Problem details: Rewrite the stretch from the line containing "of the grassy" through the line containing "[[[2,78],[118,78],[117,73],[109,74],[17,74],[17,75],[3,75]]]" as a Markdown table with the columns No. and Line, one line per table row, leaving out blank lines.

Data listing:
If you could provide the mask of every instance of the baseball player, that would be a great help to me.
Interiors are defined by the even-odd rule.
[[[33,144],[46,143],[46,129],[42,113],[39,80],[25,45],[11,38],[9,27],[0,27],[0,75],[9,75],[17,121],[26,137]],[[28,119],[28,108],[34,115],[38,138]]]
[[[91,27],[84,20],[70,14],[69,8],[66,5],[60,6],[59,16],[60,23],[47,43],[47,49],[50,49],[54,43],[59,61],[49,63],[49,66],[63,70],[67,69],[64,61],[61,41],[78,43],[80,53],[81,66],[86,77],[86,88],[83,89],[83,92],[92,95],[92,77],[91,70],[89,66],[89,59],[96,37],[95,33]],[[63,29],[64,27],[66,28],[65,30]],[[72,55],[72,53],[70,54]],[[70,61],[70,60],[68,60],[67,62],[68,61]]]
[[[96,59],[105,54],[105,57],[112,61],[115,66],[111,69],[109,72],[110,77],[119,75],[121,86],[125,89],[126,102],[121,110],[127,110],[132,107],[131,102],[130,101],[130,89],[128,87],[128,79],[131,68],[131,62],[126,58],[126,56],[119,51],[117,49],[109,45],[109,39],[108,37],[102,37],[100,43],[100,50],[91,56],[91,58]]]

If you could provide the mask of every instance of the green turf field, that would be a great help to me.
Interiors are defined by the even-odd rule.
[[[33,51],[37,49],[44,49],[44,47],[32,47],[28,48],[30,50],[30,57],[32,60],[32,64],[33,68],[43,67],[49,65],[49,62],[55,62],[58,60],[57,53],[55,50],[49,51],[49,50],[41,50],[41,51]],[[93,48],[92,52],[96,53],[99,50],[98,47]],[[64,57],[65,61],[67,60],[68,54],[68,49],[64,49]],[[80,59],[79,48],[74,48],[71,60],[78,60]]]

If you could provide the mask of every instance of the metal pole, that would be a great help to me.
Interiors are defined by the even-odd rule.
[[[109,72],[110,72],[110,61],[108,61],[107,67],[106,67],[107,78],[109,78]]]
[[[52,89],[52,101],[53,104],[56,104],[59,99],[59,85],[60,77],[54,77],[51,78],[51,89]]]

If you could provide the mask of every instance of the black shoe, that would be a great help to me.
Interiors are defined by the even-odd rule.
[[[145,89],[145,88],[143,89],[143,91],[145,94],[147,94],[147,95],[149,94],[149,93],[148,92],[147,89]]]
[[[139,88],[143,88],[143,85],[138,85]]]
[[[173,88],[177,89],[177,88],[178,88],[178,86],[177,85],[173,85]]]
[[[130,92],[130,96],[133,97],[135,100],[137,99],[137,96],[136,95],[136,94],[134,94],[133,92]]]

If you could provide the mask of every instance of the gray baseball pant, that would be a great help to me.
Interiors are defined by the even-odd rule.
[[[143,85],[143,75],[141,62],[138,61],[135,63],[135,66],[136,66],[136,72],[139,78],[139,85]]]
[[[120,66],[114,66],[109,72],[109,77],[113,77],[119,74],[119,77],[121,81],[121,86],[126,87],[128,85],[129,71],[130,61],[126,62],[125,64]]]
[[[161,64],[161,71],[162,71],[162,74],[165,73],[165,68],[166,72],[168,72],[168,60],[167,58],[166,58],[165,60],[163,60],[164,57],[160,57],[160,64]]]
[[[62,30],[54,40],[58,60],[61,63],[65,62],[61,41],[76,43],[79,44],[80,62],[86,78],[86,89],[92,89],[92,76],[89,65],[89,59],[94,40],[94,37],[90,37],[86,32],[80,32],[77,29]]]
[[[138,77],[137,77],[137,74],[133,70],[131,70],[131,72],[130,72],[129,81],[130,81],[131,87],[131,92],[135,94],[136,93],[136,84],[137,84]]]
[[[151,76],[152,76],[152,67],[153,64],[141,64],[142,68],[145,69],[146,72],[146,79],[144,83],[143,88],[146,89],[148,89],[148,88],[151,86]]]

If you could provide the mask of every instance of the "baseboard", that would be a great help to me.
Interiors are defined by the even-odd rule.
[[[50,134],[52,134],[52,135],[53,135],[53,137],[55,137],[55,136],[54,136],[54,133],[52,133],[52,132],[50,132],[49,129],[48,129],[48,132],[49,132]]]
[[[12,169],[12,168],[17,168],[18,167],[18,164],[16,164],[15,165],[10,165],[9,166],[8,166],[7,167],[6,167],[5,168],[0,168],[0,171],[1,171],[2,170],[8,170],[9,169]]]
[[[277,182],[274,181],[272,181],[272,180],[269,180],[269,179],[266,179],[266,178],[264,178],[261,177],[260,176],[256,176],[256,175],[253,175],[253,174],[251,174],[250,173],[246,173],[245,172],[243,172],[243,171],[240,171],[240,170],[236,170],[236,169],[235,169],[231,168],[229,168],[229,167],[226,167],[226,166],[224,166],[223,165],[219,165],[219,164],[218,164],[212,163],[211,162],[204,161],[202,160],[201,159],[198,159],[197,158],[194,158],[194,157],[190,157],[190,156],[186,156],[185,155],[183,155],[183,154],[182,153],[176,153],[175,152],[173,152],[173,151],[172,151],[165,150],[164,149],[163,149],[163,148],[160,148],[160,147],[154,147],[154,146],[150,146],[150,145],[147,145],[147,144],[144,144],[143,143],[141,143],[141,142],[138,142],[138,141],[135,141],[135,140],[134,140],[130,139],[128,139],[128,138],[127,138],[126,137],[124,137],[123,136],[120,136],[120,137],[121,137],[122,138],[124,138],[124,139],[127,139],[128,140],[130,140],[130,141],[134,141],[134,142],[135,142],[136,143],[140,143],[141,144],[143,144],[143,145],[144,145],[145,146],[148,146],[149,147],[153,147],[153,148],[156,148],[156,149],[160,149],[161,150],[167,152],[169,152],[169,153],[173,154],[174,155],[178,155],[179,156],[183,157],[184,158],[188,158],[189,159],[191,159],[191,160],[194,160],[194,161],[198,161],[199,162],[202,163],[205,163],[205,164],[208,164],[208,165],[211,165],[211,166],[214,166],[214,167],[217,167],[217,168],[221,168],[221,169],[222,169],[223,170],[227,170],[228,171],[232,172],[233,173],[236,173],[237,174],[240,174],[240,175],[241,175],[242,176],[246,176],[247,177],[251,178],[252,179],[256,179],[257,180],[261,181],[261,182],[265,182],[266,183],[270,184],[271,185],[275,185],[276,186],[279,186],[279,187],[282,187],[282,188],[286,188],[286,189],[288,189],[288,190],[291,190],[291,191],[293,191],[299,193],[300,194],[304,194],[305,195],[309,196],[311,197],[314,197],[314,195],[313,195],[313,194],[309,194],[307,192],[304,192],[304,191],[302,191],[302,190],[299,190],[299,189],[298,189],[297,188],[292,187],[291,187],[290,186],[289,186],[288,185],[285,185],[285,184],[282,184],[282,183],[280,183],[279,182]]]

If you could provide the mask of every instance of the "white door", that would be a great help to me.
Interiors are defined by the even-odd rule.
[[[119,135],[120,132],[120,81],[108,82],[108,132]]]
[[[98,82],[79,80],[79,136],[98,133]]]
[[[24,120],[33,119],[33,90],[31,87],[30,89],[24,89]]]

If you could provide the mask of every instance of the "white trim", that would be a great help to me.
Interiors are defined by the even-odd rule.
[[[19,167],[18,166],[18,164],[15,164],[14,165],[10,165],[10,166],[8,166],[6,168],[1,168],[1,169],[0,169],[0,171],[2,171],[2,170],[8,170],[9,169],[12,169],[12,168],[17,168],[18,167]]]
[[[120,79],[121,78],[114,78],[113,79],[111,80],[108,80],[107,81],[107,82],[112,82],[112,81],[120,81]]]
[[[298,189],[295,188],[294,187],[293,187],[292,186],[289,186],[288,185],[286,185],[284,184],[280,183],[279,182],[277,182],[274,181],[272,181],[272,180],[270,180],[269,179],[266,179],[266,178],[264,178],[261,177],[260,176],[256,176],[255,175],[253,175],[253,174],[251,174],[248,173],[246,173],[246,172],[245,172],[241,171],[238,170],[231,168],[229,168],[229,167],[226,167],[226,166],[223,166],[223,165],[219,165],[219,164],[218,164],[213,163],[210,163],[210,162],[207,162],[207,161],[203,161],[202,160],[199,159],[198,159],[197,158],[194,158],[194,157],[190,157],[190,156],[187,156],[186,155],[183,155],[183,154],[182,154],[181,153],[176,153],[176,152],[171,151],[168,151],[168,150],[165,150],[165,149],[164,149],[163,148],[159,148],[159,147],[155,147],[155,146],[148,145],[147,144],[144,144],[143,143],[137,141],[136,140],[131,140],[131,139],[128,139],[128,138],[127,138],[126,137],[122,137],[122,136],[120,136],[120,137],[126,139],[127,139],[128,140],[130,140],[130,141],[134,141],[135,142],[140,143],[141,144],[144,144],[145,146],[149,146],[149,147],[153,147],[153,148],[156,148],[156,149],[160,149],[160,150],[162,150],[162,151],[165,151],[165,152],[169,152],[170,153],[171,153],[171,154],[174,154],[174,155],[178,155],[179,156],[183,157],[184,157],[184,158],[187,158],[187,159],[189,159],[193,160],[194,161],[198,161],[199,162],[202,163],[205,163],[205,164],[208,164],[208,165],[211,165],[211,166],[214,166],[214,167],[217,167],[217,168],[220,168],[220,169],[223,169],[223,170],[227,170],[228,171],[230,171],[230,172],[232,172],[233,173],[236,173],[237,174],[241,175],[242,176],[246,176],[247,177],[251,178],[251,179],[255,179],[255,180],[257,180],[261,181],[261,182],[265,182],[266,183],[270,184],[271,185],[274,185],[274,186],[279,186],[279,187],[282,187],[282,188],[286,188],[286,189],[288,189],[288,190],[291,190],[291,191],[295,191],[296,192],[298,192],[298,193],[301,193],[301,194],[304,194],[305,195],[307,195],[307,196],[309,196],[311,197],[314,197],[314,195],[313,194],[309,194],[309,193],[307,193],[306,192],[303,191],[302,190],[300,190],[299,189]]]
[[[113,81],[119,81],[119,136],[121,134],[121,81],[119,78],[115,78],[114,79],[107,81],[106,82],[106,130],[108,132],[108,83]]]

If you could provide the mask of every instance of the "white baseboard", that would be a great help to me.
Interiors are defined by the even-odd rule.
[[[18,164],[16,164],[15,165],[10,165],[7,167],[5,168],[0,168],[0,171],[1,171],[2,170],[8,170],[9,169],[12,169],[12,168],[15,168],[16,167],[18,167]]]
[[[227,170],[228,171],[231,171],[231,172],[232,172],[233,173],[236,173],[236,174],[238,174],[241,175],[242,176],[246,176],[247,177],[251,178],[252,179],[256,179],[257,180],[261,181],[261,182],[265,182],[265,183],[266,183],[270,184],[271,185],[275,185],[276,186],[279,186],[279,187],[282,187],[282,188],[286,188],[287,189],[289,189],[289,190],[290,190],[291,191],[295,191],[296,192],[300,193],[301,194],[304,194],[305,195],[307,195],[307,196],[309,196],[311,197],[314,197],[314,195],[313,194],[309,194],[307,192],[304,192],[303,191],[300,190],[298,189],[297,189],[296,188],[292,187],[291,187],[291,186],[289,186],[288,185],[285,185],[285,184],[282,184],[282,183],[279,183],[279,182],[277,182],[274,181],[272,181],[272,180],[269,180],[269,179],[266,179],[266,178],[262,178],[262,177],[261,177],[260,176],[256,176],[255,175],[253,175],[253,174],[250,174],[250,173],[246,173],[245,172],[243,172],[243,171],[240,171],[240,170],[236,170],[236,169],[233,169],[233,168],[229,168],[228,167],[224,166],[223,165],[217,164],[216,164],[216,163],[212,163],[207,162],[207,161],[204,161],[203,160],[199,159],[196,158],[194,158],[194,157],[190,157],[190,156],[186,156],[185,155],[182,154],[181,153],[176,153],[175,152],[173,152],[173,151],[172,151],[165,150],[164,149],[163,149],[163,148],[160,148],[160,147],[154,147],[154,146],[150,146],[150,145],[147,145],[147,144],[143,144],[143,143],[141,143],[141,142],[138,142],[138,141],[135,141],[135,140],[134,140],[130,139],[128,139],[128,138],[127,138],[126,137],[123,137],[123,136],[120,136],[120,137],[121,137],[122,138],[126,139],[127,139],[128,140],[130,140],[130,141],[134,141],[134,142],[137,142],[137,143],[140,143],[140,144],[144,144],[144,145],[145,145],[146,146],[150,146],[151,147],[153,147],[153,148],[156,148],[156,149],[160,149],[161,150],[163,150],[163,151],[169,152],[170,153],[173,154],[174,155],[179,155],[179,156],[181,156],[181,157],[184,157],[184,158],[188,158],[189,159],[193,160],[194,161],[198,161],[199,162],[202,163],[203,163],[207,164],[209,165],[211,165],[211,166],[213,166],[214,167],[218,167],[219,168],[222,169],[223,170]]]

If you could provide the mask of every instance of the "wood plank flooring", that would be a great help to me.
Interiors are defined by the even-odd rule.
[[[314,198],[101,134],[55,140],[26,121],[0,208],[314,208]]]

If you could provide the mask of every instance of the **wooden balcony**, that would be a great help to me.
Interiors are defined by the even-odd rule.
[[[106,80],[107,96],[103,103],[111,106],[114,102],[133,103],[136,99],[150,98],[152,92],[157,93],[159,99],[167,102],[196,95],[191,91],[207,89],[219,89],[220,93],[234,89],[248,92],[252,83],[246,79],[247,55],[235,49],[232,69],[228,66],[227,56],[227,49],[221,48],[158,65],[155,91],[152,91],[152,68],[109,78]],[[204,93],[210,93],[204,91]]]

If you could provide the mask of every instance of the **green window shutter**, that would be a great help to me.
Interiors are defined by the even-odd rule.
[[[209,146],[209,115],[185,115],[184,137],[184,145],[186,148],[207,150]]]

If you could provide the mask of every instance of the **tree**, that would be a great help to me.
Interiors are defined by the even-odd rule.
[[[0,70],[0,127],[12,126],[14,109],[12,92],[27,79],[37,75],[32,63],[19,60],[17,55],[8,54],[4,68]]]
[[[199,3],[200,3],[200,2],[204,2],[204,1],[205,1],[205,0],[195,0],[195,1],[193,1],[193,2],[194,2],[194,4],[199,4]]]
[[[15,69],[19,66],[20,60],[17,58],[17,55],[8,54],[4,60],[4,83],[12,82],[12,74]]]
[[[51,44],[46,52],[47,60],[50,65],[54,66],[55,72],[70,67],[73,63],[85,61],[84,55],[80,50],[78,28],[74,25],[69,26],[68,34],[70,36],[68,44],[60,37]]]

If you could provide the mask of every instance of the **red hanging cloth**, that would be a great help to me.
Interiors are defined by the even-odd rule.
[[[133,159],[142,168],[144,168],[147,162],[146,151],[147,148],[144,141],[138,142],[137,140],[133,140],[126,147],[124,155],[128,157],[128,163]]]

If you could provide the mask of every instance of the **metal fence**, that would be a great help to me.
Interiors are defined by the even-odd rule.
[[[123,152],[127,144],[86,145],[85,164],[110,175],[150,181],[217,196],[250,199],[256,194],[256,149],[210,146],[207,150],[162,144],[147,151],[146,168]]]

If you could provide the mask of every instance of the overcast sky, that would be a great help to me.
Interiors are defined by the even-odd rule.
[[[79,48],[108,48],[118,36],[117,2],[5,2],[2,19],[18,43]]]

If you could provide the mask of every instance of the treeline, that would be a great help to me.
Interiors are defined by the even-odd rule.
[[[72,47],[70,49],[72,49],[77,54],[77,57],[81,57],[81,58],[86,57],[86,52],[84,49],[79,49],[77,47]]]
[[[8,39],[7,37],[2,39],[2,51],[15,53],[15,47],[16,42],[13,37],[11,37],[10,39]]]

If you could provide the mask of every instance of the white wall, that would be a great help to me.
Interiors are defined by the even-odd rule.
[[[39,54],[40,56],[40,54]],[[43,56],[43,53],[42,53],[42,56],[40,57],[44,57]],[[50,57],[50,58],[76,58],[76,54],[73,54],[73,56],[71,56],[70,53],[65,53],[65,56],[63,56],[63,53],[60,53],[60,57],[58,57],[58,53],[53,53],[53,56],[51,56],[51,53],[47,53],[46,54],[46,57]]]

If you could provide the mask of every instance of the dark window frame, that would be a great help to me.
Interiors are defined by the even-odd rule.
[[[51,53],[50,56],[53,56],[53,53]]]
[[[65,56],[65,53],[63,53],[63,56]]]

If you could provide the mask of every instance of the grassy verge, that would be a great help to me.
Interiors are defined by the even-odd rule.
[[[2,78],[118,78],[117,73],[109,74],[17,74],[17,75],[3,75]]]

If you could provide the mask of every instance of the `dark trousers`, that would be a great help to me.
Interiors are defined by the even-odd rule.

Exercise solution:
| No. | Line |
|---|---|
| 1 | If you could provide the mask of every instance of the grassy verge, that would be a great help to me. |
| 2 | Interiors are defined by the even-odd rule. |
| 3 | [[[2,78],[118,78],[117,73],[109,74],[17,74],[17,75],[3,75]]] |